── DATA LINES ──

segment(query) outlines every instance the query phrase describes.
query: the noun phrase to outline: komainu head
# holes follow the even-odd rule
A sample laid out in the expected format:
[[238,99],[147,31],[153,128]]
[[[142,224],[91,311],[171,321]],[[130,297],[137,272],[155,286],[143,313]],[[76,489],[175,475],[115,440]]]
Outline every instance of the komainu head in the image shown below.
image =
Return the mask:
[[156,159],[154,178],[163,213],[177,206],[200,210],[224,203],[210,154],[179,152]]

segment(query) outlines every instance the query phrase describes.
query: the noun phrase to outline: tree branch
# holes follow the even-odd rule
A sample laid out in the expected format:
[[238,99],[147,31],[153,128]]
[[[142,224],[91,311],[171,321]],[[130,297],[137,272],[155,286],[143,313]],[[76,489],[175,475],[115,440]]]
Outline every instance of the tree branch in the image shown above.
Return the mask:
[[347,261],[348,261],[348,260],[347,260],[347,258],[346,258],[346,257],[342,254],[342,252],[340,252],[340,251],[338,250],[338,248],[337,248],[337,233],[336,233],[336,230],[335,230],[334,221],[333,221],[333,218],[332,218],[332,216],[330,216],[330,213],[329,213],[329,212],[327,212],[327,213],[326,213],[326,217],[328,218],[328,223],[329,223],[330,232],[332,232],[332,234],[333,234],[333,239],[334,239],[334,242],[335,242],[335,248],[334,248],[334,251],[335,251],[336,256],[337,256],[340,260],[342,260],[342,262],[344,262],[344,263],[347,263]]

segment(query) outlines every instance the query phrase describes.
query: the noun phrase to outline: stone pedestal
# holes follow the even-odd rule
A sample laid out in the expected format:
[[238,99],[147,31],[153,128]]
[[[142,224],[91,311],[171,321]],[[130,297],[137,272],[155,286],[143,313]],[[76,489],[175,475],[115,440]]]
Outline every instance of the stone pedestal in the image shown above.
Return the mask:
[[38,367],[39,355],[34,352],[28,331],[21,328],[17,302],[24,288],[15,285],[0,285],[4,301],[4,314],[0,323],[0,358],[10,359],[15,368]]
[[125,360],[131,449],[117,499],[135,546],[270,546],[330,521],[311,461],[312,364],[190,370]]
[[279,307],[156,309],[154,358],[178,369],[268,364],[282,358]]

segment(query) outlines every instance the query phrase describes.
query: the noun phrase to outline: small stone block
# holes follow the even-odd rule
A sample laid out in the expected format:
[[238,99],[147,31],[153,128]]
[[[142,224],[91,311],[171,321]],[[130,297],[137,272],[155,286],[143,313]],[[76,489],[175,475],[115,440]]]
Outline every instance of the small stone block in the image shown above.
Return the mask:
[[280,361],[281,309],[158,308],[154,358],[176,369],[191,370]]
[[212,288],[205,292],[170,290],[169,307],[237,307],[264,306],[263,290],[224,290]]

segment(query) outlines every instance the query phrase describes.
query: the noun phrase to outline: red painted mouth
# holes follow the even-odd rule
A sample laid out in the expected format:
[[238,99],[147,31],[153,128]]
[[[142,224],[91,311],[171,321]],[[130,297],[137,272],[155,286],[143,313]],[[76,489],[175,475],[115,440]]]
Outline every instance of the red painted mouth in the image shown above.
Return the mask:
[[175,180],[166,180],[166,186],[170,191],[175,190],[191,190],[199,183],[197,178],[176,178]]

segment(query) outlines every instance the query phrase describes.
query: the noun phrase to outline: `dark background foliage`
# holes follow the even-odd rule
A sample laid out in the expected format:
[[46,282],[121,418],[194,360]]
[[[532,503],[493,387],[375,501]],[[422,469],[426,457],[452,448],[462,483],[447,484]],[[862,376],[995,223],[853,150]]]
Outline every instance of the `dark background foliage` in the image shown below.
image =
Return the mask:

───

• **TASK DESCRIPTION**: Render each line of the rows above as a Markdown table with two columns, No and Line. Number the lines in sequence and leave out blank lines.

• **THE REPLY**:
| No | Line |
|---|---|
| 1 | segment(query) outlines every instance the query phrase describes. |
| 2 | query: the noun phrase to outline: komainu head |
| 3 | # holes follow the even-odd rule |
| 4 | A sample laid out in the expected format: |
| 5 | [[238,99],[147,31],[153,128]] |
| 6 | [[[142,224],[91,311],[171,321]],[[130,297],[137,272],[155,286],[143,313]],[[76,489],[175,475],[115,440]]] |
| 7 | Outline every instance of the komainu head in the image shown below. |
| 8 | image = |
| 9 | Return the mask: |
| 10 | [[156,159],[154,178],[163,213],[177,206],[200,210],[224,203],[210,154],[179,152]] |
| 11 | segment(query) outlines every instance the query phrase describes. |
| 12 | query: the noun phrase to outline: tree branch |
| 13 | # holes follow the even-odd rule |
| 14 | A sample laid out in the expected format: |
| 15 | [[238,99],[147,31],[153,128]] |
| 16 | [[[142,224],[91,311],[171,321]],[[130,297],[137,272],[155,286],[143,313]],[[76,489],[175,475],[115,440]]] |
| 17 | Outline every instance of the tree branch in the image shown above. |
| 18 | Return the mask: |
| 19 | [[347,261],[348,261],[348,260],[347,260],[347,258],[346,258],[346,257],[342,254],[342,252],[340,252],[340,251],[338,250],[338,248],[337,248],[337,233],[336,233],[336,230],[335,230],[334,221],[333,221],[333,218],[332,218],[332,216],[330,216],[330,213],[329,213],[329,212],[327,212],[327,213],[326,213],[326,217],[328,218],[328,223],[329,223],[330,232],[332,232],[332,234],[333,234],[333,239],[334,239],[334,242],[335,242],[335,248],[334,248],[334,251],[335,251],[336,256],[337,256],[340,260],[342,260],[342,262],[344,262],[344,263],[347,263]] |
| 20 | segment(query) outlines every instance the query phrase describes. |
| 21 | query: the noun phrase to outline: stone pedestal |
| 22 | # holes follow the even-odd rule |
| 23 | A sample laid out in the expected format: |
| 24 | [[238,99],[147,31],[153,128]] |
| 25 | [[[142,224],[91,311],[171,321]],[[130,297],[137,272],[155,286],[143,313]],[[76,489],[175,475],[115,440]]] |
| 26 | Outline every instance of the stone pedestal in the image shown above. |
| 27 | Return the mask: |
| 28 | [[38,367],[39,355],[34,352],[28,331],[21,328],[17,302],[24,288],[15,285],[0,285],[4,301],[4,314],[0,323],[0,358],[10,359],[15,368]] |
| 29 | [[125,360],[131,449],[117,499],[135,546],[270,546],[330,521],[311,461],[312,364],[190,370]] |
| 30 | [[279,307],[156,309],[154,358],[178,369],[268,364],[282,358]] |
| 31 | segment(query) outlines every instance the query phrase describes. |
| 32 | query: the noun phrase to outline: small stone block |
| 33 | # holes follow the even-odd rule |
| 34 | A sample laid out in the expected format: |
| 35 | [[238,99],[147,31],[153,128]] |
| 36 | [[[142,224],[91,311],[171,321]],[[130,297],[137,272],[155,286],[143,313]],[[76,489],[175,475],[115,440]]] |
| 37 | Outline every instance of the small stone block in the image shown above. |
| 38 | Return the mask: |
| 39 | [[280,361],[281,309],[158,308],[154,358],[176,369],[191,370]] |
| 40 | [[212,288],[205,292],[170,290],[169,307],[237,307],[264,306],[263,290],[224,290]] |
| 41 | segment(query) outlines every instance the query phrase describes. |
| 42 | query: the noun phrase to outline: red painted mouth |
| 43 | # holes follow the even-odd rule |
| 44 | A sample laid out in the expected format: |
| 45 | [[238,99],[147,31],[153,128]] |
| 46 | [[[142,224],[91,311],[171,321]],[[130,297],[137,272],[155,286],[143,313]],[[76,489],[175,475],[115,440]]] |
| 47 | Outline every instance of the red painted mouth in the image shown above. |
| 48 | Return the mask: |
| 49 | [[175,180],[166,180],[166,186],[170,191],[175,190],[191,190],[199,183],[197,178],[176,178]] |
| 50 | segment(query) outlines every instance the query phrase describes. |
| 51 | query: the noun phrase to outline: `dark background foliage` |
| 52 | # holes follow the even-odd rule |
| 53 | A sample laid out in the expected format: |
| 54 | [[46,282],[121,418],[194,360]] |
| 55 | [[[532,503],[493,387],[375,501]],[[422,469],[426,457],[452,448],[462,483],[447,484]],[[862,376],[995,223],[853,150]]] |
| 56 | Outline every instance of the `dark background foliage` in the image shown below. |
| 57 | image = |
| 58 | Return the mask: |